» TASK OBJECTIVE
Retype exactly the stretch of lines that begins at the line containing "For the benchmark, mark every instance of the green stripe" and ends at the last line of the data, with no other lines.

» DATASET
* Begin *

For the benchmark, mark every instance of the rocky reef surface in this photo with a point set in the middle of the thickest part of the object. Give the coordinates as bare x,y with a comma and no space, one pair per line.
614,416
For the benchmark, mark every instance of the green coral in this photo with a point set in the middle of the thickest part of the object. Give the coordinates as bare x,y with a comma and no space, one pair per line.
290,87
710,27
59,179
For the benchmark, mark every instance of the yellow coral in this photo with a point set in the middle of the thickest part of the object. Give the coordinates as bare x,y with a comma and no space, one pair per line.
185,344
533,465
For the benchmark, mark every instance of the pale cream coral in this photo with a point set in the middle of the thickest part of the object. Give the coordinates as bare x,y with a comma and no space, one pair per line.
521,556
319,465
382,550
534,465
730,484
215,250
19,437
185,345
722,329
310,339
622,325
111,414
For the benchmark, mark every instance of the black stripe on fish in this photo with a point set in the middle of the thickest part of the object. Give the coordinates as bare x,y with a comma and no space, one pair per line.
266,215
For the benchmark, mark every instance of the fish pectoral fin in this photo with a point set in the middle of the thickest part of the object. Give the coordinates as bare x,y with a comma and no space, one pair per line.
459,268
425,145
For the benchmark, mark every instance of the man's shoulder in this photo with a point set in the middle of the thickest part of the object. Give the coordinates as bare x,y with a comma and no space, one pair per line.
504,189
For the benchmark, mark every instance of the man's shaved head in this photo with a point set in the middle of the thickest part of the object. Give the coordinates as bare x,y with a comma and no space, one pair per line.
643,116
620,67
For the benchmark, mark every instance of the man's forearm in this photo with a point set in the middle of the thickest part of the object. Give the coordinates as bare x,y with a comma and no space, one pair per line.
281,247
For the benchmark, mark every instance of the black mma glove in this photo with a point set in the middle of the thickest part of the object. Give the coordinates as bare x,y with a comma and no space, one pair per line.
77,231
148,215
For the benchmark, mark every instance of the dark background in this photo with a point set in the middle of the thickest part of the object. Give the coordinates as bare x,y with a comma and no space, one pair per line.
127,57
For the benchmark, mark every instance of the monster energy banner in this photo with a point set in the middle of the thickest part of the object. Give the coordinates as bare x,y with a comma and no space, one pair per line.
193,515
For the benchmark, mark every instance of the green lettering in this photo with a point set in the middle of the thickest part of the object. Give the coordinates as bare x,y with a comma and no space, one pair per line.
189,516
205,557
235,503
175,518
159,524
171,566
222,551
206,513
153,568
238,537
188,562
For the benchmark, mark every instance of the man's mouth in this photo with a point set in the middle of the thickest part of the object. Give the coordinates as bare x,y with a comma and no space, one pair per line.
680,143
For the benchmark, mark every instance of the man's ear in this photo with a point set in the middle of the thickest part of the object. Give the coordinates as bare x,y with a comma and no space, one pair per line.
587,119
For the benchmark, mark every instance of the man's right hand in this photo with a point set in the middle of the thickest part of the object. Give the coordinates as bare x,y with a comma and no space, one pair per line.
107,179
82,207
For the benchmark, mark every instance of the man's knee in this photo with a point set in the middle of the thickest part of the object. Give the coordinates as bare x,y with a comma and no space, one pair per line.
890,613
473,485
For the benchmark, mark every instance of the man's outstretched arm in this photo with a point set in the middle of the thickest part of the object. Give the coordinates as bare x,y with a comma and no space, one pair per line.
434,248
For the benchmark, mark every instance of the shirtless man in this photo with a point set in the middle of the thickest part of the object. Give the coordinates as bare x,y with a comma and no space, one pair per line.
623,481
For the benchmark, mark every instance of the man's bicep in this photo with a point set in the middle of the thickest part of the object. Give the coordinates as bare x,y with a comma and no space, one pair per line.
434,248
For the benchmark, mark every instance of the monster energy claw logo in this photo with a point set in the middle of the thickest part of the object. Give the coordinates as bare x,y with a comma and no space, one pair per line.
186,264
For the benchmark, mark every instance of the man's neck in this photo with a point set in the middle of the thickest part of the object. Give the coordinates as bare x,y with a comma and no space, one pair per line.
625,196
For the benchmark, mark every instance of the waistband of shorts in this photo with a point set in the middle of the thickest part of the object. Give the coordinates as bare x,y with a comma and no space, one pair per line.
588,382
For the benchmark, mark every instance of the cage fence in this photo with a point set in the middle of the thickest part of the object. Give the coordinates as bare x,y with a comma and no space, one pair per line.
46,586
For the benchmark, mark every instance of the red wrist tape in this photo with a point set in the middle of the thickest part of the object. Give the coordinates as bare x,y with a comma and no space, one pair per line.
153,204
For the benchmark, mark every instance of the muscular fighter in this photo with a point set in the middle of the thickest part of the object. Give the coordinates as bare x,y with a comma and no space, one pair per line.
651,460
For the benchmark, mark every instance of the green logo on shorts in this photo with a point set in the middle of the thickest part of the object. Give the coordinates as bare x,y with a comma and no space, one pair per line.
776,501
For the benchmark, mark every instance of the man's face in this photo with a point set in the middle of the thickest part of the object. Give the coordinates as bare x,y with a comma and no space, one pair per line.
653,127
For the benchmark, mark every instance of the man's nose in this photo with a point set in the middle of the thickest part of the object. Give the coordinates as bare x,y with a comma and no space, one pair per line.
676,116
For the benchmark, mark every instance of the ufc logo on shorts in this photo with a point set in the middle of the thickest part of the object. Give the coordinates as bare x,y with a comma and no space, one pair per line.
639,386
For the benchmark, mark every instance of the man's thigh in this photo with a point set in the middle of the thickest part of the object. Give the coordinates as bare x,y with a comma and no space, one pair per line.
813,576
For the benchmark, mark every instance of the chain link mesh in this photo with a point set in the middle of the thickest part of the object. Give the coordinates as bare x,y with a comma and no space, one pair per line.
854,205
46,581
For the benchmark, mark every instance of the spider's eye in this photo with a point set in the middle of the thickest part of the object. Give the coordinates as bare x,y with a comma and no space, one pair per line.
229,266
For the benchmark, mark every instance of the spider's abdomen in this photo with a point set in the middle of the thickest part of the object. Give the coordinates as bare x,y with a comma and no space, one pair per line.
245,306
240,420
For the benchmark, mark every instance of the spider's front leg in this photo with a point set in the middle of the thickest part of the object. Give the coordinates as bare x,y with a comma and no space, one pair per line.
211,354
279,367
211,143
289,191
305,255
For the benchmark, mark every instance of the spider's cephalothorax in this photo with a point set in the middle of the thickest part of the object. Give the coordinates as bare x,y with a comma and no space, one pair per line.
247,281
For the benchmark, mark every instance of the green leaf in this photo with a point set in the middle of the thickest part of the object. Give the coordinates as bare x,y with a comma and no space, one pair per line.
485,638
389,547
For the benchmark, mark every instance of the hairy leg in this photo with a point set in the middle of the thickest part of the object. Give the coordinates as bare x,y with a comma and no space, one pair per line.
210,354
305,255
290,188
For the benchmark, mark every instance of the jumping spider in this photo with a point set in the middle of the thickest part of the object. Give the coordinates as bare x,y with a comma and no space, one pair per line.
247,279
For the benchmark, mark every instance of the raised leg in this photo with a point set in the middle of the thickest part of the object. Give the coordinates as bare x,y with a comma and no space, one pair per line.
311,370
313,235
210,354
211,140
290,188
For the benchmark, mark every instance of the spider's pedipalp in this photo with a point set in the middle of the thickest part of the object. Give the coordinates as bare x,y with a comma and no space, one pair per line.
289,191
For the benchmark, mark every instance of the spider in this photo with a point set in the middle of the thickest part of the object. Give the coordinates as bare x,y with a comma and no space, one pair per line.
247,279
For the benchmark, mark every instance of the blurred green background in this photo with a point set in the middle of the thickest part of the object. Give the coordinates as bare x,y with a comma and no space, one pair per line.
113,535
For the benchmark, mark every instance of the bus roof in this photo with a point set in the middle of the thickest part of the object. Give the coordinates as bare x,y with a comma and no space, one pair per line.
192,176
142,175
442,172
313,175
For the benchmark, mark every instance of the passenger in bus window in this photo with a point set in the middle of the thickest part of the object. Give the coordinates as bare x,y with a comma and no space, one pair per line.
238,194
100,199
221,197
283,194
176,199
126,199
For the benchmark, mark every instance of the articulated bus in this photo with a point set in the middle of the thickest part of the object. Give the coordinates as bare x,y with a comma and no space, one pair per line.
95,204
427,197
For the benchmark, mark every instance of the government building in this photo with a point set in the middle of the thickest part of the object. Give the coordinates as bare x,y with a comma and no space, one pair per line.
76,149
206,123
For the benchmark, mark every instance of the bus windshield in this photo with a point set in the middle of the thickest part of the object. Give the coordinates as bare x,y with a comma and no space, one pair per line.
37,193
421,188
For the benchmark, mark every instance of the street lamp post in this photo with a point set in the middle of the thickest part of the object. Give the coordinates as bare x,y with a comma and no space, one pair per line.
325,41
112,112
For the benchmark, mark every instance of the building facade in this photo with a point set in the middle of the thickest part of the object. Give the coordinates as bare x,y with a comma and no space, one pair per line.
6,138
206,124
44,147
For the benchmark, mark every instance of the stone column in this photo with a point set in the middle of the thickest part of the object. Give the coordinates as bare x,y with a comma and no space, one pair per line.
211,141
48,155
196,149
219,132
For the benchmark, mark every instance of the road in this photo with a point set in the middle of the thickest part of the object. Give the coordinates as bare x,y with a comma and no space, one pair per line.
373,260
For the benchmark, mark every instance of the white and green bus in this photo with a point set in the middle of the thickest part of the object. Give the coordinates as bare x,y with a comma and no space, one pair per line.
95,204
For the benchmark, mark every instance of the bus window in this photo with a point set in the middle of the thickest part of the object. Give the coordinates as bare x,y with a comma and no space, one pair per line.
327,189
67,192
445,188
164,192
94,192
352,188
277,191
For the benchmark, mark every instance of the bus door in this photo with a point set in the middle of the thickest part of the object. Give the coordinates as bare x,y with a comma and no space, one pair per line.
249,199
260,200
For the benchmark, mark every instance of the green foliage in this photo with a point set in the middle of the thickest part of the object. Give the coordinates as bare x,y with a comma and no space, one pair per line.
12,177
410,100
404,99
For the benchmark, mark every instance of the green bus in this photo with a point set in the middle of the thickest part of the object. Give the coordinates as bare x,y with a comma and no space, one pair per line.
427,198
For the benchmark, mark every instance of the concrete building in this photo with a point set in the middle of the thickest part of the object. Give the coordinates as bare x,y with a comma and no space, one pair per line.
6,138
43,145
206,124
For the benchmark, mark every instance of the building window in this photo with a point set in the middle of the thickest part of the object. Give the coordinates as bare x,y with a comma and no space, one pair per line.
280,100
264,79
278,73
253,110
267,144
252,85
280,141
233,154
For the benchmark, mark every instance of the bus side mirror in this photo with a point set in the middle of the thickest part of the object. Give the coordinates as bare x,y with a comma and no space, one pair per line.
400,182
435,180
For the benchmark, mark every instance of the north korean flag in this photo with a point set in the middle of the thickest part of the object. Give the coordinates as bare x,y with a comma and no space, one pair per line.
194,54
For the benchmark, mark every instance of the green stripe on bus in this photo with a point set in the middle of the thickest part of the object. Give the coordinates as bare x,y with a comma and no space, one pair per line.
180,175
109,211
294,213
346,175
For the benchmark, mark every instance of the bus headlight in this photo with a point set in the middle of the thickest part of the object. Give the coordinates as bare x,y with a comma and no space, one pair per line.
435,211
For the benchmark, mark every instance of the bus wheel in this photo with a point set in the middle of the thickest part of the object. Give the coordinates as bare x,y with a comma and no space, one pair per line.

* End *

» EXPECTED ANSWER
For the benchmark, mark every instance of the green stripe on bus in this photo with a point set in the middle of the thickest part of the object. Give the coordinates as bare x,y with a comma and no space, one pair per line.
180,175
109,211
294,213
346,175
For the benchmark, mark every instance of the bus headlight in this photo with a point set in the middle of the thickest part of the object. Give the coordinates as bare x,y with a comma and no space, one pair per line.
435,211
For the benchmark, mark every instance of the bus wheel in this photo with a point set in the middle of the thickest part of the object. Give the coordinates as bare x,y with a comma and no space, one pair per line.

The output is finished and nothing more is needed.